[Exercise details]: Using the listing below, copy exactly the lines from the one containing "occurrence of antenna" to the one containing "occurrence of dense", both lines included, and no others.

[Dataset entries]:
== Segment start ==
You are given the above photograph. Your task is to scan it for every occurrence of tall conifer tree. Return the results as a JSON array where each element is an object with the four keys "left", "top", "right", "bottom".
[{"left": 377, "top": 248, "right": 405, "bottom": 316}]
== Segment end ==
== Segment start ==
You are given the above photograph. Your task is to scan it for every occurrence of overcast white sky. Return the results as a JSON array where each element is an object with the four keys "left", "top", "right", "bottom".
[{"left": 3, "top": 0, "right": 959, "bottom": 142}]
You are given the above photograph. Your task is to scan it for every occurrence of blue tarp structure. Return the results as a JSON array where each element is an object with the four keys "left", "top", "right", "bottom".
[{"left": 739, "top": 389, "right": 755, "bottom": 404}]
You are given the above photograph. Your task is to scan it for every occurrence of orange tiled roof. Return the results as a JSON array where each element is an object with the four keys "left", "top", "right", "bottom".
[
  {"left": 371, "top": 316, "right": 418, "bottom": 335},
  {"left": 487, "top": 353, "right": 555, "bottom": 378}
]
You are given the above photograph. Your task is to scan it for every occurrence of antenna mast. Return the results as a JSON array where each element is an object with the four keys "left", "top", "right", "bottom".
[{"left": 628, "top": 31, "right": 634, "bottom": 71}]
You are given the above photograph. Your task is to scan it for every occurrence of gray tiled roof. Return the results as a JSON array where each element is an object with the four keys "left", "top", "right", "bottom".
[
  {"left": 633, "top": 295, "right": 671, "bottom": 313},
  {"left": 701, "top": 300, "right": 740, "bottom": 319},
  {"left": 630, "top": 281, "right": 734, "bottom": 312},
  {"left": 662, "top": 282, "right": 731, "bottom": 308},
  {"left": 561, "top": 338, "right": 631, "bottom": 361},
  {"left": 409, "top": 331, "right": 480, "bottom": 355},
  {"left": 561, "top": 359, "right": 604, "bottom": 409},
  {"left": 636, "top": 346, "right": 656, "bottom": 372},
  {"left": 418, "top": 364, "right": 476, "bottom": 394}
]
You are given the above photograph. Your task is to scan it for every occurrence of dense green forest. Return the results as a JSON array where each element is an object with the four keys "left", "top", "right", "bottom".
== Segment end ==
[Finished exercise]:
You are given the above photograph. Your task is to scan it for every occurrence of antenna mast. Return the results as a JSON array where each element is an object with the four keys "left", "top", "right", "bottom".
[{"left": 628, "top": 31, "right": 634, "bottom": 71}]
You are given the above photograph. Your task is to scan it for every occurrence of gray tiled roof. Return the results as a JSON array where each element is an object with the four keys "left", "top", "right", "bottom".
[
  {"left": 633, "top": 295, "right": 671, "bottom": 313},
  {"left": 701, "top": 300, "right": 740, "bottom": 319},
  {"left": 630, "top": 281, "right": 734, "bottom": 312},
  {"left": 662, "top": 282, "right": 731, "bottom": 308},
  {"left": 561, "top": 338, "right": 631, "bottom": 361},
  {"left": 409, "top": 331, "right": 480, "bottom": 355},
  {"left": 561, "top": 359, "right": 604, "bottom": 409},
  {"left": 636, "top": 346, "right": 656, "bottom": 372},
  {"left": 418, "top": 364, "right": 476, "bottom": 394}
]
You are given the above photograph. Your task is to scan it for every occurrence of dense green forest. Return the results as a JSON array where each element is an object with the four keys "left", "top", "right", "bottom".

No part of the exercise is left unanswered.